[Questions on the material]:
[1] In the keyboard build text, which switch finally replaced the Oreo switch on the space bar?
[2] Rewrite the section of the keyboard build text that begins at the words "For the case" and stops after "all was fine.", substituting "rotary tool" for "filing tool".

[Exercise passage]:
For the case of the keyboard, I had wanted it to look like a Model F – however, after learning how much it would cost to create such a case, I scrapped those plans and decided on an acrylic sandwich instead. Again, Don whipped up the files for the plates in no time. I got them cut at a local shop (thanks Evolve3D!)
However, I learned that the plate for the keyboard wasn’t perfect when trying to put it together. There was something wrong with the size of the holes for the switches – when one side had the switches put in, the other side would be crooked, and when I straightened the crooked side first, the other side would become crooked instead. To solve this, I used a filing tool to expand the affected holes by about 1mm, and all was fine.
Unfortunately for me, I only noticed this issue after I had soldered the switches in (I have nobody to blame but myself) so I had to spend time desoldering the switches first – which lead me to lift one of the pads on the PCB. This meant I had to jump the switch using a wire – a new experience for me.
One of the problems building my prototype was the switches I used for the keyboard – Everglided Oreos (from Drop). The switch for the space bar was having trouble returning after I put the keycap it on. Initially, I thought that I had installed the stabilizers wrongly, but after checking them thoroughly, it wasn’t the case. I thought, maybe it was a problem with the plate – I filed the stab and switch holes down to no avail. I thought, maybe I had too much lube on the stab, so I wiped it off – no difference. I tried using the switch and stabs with no plate – again, it didn’t help. I went through about five different switches, still no improvement. In the end, I replaced it with a T1 switch, and everything was well again. Based on the solution, it certainly seems like a fault of the Oreo switch, but I’m not convinced – the switch spring isn’t even that light. Anyway, the space bar returns normally now, so I don’t have to worry about it.

(Recorded data)
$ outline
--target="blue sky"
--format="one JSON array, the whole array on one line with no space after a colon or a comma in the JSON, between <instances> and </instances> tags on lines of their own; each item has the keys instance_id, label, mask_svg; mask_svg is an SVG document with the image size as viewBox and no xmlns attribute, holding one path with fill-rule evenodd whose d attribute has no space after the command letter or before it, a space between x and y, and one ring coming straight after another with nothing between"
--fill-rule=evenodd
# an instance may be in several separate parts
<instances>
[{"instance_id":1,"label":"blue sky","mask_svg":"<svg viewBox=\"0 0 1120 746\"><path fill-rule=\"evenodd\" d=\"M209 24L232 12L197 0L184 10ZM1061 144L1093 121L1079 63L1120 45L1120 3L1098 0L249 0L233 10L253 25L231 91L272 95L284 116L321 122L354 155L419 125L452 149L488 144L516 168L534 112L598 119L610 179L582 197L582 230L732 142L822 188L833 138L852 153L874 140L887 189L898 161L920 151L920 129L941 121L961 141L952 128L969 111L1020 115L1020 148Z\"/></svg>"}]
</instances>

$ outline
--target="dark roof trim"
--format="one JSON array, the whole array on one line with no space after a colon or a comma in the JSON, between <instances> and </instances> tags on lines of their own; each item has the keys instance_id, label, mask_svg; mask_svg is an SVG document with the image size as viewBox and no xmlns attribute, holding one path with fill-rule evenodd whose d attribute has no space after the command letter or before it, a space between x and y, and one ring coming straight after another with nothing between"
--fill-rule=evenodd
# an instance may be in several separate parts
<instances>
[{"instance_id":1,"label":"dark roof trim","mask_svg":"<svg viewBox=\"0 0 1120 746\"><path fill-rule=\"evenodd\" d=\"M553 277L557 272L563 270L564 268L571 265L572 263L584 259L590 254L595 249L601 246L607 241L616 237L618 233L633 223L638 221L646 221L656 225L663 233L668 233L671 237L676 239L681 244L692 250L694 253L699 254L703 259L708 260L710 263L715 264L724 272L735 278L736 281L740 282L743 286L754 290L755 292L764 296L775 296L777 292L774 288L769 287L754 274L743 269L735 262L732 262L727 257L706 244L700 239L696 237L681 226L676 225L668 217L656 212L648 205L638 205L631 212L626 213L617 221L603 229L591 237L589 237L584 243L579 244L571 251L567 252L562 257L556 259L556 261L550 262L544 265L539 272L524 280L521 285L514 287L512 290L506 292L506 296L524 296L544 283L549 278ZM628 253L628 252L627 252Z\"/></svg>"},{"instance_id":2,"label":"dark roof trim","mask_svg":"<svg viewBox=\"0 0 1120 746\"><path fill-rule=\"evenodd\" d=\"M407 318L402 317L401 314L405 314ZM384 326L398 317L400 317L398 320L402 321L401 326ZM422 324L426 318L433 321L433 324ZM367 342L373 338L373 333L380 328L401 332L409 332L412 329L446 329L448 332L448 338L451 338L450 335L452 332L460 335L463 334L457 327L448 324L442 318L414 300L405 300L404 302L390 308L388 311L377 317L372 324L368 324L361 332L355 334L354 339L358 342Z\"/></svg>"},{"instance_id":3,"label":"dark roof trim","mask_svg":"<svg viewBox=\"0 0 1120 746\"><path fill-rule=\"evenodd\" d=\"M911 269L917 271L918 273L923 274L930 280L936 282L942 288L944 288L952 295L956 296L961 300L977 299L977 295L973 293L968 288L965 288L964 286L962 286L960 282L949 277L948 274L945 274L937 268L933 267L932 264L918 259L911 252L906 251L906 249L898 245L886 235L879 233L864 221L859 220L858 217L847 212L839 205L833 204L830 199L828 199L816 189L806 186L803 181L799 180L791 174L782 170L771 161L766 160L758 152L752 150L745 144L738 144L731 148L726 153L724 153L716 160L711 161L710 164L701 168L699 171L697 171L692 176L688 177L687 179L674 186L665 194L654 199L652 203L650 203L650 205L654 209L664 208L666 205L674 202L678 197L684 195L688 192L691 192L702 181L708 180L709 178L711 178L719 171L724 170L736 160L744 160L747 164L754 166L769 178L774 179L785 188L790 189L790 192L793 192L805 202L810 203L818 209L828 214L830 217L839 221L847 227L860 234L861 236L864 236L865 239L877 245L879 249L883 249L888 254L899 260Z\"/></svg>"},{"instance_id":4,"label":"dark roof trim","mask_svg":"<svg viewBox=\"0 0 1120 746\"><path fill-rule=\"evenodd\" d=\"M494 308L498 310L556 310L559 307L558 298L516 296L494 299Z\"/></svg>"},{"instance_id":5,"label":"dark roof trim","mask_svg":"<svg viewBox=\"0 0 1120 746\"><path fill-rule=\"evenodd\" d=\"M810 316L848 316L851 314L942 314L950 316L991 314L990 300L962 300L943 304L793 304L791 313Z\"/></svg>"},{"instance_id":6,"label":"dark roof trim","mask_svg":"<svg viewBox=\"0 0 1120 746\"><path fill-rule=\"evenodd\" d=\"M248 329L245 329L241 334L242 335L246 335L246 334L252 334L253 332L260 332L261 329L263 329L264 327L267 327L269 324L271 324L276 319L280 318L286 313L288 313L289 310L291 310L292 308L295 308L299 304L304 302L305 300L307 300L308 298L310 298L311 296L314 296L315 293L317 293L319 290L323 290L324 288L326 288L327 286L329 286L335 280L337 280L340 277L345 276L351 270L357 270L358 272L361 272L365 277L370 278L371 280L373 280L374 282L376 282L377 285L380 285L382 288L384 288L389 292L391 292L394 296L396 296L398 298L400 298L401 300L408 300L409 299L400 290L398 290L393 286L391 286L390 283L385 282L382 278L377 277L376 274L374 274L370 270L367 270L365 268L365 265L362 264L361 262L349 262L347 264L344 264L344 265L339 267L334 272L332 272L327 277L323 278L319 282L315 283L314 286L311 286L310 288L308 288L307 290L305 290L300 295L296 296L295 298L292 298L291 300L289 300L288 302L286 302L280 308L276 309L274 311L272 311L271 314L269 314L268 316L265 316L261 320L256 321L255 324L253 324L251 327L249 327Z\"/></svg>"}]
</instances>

--

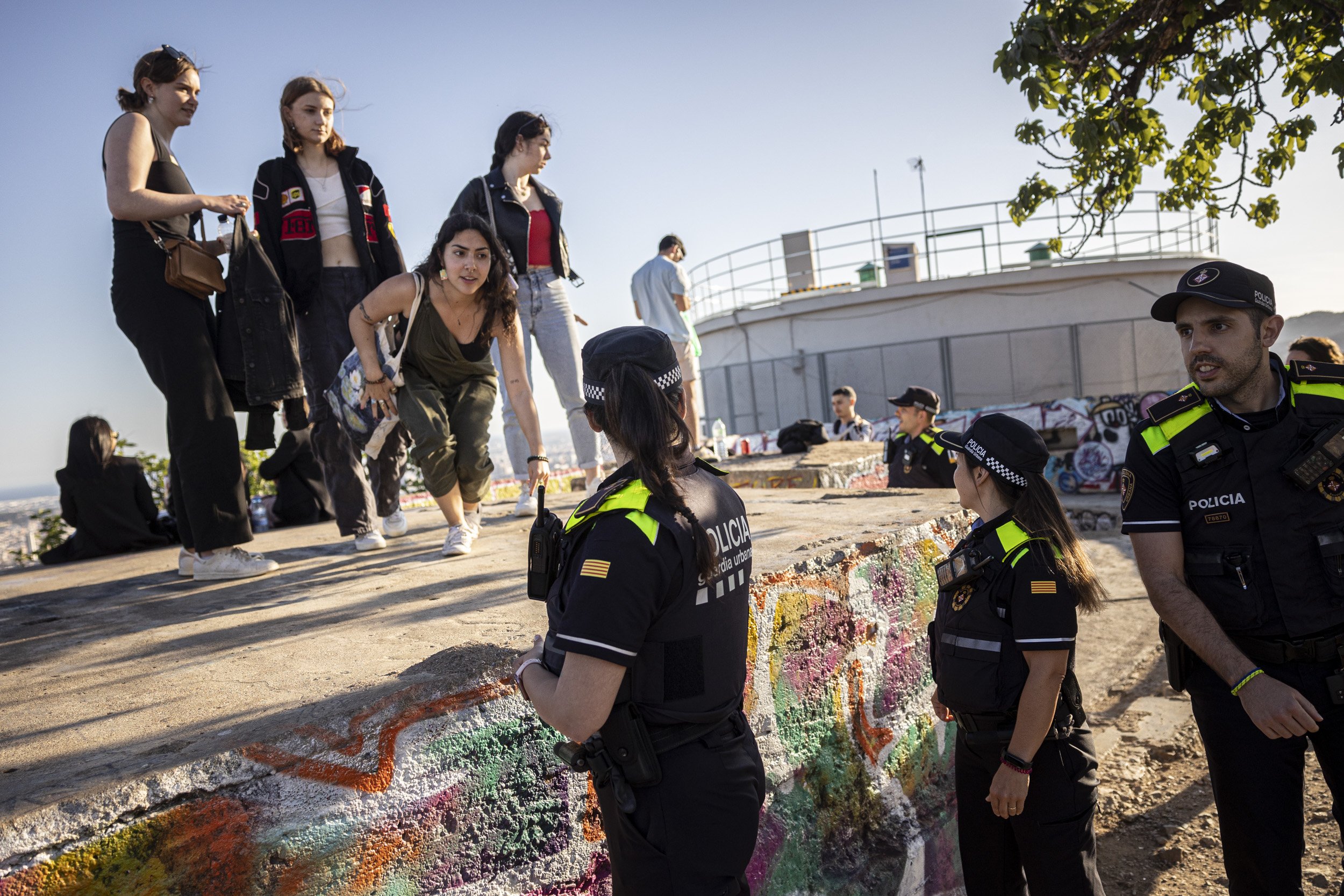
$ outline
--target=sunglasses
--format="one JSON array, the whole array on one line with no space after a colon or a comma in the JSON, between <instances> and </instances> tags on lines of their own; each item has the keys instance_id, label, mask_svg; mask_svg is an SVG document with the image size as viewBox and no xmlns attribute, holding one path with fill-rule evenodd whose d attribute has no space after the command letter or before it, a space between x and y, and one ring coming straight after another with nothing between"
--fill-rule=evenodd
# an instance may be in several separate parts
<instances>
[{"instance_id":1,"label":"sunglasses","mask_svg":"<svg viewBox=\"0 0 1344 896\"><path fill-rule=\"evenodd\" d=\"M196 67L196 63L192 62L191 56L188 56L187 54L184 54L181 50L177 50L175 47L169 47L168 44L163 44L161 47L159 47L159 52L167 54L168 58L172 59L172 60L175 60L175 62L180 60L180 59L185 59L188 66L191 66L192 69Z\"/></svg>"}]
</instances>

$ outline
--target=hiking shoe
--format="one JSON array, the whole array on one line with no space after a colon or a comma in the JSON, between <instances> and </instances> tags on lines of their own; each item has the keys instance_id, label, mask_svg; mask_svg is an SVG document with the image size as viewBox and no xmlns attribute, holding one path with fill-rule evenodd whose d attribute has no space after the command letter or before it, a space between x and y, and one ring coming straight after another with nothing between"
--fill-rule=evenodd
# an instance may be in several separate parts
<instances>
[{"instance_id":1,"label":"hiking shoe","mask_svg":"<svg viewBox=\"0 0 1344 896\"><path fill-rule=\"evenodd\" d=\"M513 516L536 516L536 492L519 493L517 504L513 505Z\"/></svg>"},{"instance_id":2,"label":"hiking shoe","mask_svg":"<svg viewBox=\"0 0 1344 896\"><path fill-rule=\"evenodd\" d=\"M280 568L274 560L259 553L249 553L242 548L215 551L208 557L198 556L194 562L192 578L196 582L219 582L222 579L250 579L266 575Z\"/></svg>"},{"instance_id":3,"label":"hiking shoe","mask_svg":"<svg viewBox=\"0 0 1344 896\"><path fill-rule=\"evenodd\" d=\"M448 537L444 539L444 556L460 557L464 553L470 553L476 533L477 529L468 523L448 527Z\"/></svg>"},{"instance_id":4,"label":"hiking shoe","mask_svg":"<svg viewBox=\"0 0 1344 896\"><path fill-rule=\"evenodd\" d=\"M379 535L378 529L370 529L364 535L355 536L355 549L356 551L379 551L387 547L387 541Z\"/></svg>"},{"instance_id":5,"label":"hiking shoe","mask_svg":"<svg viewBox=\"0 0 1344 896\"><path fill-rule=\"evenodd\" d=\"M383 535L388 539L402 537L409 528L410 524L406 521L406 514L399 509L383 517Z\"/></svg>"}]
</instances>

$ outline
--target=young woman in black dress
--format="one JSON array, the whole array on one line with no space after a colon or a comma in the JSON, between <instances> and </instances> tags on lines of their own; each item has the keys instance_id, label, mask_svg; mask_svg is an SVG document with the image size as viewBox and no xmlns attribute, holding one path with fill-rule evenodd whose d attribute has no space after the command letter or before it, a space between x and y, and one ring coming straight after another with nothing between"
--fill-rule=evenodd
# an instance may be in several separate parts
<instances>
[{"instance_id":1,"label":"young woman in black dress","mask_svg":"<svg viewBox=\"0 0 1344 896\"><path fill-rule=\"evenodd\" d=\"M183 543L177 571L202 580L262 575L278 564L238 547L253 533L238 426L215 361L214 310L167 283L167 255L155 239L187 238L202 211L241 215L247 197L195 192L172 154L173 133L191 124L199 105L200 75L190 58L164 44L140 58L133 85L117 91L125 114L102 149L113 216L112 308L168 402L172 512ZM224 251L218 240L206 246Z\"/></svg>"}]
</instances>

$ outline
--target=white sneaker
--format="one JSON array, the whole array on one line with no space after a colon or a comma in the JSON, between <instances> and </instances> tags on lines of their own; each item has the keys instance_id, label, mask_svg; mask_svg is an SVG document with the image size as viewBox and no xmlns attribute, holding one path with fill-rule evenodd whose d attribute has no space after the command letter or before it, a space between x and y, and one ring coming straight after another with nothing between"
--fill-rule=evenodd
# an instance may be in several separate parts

[Results of the exercise]:
[1] A T1 switch.

[2]
For the case of the keyboard, I had wanted it to look like a Model F – however, after learning how much it would cost to create such a case, I scrapped those plans and decided on an acrylic sandwich instead. Again, Don whipped up the files for the plates in no time. I got them cut at a local shop (thanks Evolve3D!)
However, I learned that the plate for the keyboard wasn’t perfect when trying to put it together. There was something wrong with the size of the holes for the switches – when one side had the switches put in, the other side would be crooked, and when I straightened the crooked side first, the other side would become crooked instead. To solve this, I used a rotary tool to expand the affected holes by about 1mm, and all was fine.